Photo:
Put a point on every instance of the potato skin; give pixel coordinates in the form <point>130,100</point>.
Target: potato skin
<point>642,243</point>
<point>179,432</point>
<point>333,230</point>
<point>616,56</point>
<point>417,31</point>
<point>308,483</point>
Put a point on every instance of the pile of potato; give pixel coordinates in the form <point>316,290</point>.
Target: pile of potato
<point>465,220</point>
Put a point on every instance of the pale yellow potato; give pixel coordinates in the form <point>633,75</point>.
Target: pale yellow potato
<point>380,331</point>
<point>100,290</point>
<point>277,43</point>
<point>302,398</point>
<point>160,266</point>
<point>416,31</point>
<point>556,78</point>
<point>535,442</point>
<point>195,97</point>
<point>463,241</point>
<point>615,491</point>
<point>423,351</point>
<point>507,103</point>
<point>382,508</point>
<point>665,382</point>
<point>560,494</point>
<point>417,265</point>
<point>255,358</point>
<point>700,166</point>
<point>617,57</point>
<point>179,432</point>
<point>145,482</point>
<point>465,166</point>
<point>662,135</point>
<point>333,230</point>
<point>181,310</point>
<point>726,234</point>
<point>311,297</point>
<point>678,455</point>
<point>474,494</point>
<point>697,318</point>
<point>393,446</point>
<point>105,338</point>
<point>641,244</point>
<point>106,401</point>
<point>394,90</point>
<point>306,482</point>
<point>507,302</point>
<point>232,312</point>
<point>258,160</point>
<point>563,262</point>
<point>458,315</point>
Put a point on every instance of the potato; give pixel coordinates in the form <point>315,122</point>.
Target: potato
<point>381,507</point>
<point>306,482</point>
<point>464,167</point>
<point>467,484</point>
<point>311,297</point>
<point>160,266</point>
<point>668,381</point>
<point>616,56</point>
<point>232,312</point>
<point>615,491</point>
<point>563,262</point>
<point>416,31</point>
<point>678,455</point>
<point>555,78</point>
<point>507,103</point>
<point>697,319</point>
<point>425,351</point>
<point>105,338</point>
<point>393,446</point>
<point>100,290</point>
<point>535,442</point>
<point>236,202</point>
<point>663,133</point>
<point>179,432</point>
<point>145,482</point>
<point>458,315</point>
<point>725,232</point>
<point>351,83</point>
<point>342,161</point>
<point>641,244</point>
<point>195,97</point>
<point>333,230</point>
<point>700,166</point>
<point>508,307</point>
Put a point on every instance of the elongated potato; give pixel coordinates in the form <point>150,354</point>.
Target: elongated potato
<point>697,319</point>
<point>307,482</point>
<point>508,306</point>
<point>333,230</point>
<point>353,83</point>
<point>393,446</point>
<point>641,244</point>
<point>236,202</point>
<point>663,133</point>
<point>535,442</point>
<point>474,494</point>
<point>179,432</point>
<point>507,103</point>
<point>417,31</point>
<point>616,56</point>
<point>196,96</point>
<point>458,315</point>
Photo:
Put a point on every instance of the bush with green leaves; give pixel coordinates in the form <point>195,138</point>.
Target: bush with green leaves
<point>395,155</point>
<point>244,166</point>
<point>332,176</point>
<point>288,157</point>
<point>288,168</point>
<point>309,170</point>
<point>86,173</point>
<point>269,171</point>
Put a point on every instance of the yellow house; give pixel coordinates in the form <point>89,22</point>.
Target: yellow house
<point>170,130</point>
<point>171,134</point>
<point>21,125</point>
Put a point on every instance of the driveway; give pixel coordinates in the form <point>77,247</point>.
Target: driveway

*What is required*:
Rewrite every line of the items above as one numbered list, dropping any blank lines.

*Result for this task*:
1. Photo:
2. Put a point on every instance of the potato skin; give pixel coordinates in the form <point>130,100</point>.
3. Target: potato skin
4. <point>642,243</point>
5. <point>179,432</point>
6. <point>333,230</point>
7. <point>616,56</point>
8. <point>417,31</point>
9. <point>308,483</point>
10. Put a point on every instance of the pile of potato; give pixel coordinates in the form <point>316,290</point>.
11. Target: pile of potato
12. <point>465,220</point>
13. Put a point on every instance of the pale yellow potato; give pixel coordinates in the form <point>633,75</point>.
14. Target: pale yellow potato
15. <point>380,331</point>
16. <point>100,290</point>
17. <point>277,43</point>
18. <point>302,398</point>
19. <point>160,266</point>
20. <point>416,31</point>
21. <point>556,78</point>
22. <point>535,442</point>
23. <point>195,97</point>
24. <point>463,241</point>
25. <point>615,491</point>
26. <point>423,351</point>
27. <point>507,103</point>
28. <point>382,508</point>
29. <point>665,382</point>
30. <point>560,494</point>
31. <point>417,265</point>
32. <point>255,358</point>
33. <point>700,166</point>
34. <point>617,57</point>
35. <point>179,432</point>
36. <point>145,482</point>
37. <point>465,166</point>
38. <point>662,135</point>
39. <point>333,230</point>
40. <point>181,310</point>
41. <point>726,234</point>
42. <point>311,297</point>
43. <point>678,455</point>
44. <point>474,494</point>
45. <point>697,318</point>
46. <point>393,446</point>
47. <point>105,338</point>
48. <point>641,244</point>
49. <point>106,401</point>
50. <point>394,90</point>
51. <point>306,482</point>
52. <point>507,302</point>
53. <point>232,312</point>
54. <point>258,160</point>
55. <point>563,262</point>
56. <point>458,315</point>
57. Put a point on every instance of the potato; give pixel coordinates in the form <point>315,122</point>.
58. Target: potato
59. <point>381,507</point>
60. <point>306,482</point>
61. <point>464,167</point>
62. <point>467,484</point>
63. <point>311,297</point>
64. <point>160,266</point>
65. <point>668,381</point>
66. <point>616,56</point>
67. <point>232,312</point>
68. <point>615,491</point>
69. <point>563,262</point>
70. <point>416,31</point>
71. <point>678,455</point>
72. <point>555,78</point>
73. <point>507,103</point>
74. <point>697,319</point>
75. <point>425,351</point>
76. <point>105,338</point>
77. <point>393,446</point>
78. <point>100,290</point>
79. <point>535,442</point>
80. <point>236,202</point>
81. <point>663,133</point>
82. <point>179,432</point>
83. <point>145,482</point>
84. <point>458,315</point>
85. <point>725,232</point>
86. <point>351,83</point>
87. <point>342,161</point>
88. <point>641,244</point>
89. <point>195,97</point>
90. <point>333,230</point>
91. <point>700,166</point>
92. <point>508,307</point>
93. Put a point on every instance of the elongated potato; give pixel coordinates in the form <point>150,354</point>.
94. Target: elongated potato
95. <point>697,319</point>
96. <point>307,482</point>
97. <point>508,306</point>
98. <point>333,230</point>
99. <point>353,83</point>
100. <point>393,446</point>
101. <point>641,244</point>
102. <point>236,202</point>
103. <point>663,133</point>
104. <point>535,442</point>
105. <point>474,494</point>
106. <point>179,432</point>
107. <point>507,103</point>
108. <point>417,31</point>
109. <point>616,56</point>
110. <point>196,96</point>
111. <point>458,315</point>
112. Photo:
113. Put a point on every instance of the bush with green leaves; give pixel coordinates in the form <point>195,138</point>.
114. Target: bush with green leaves
115. <point>395,155</point>
116. <point>244,166</point>
117. <point>332,176</point>
118. <point>288,157</point>
119. <point>288,168</point>
120. <point>309,170</point>
121. <point>86,173</point>
122. <point>269,171</point>
123. Put a point on every instance of the yellow house; give pixel coordinates in the form <point>89,22</point>.
124. Target: yellow house
125. <point>170,130</point>
126. <point>171,134</point>
127. <point>21,125</point>
128. Put a point on every instance of the driveway; give pixel coordinates in the form <point>77,247</point>.
129. Target: driveway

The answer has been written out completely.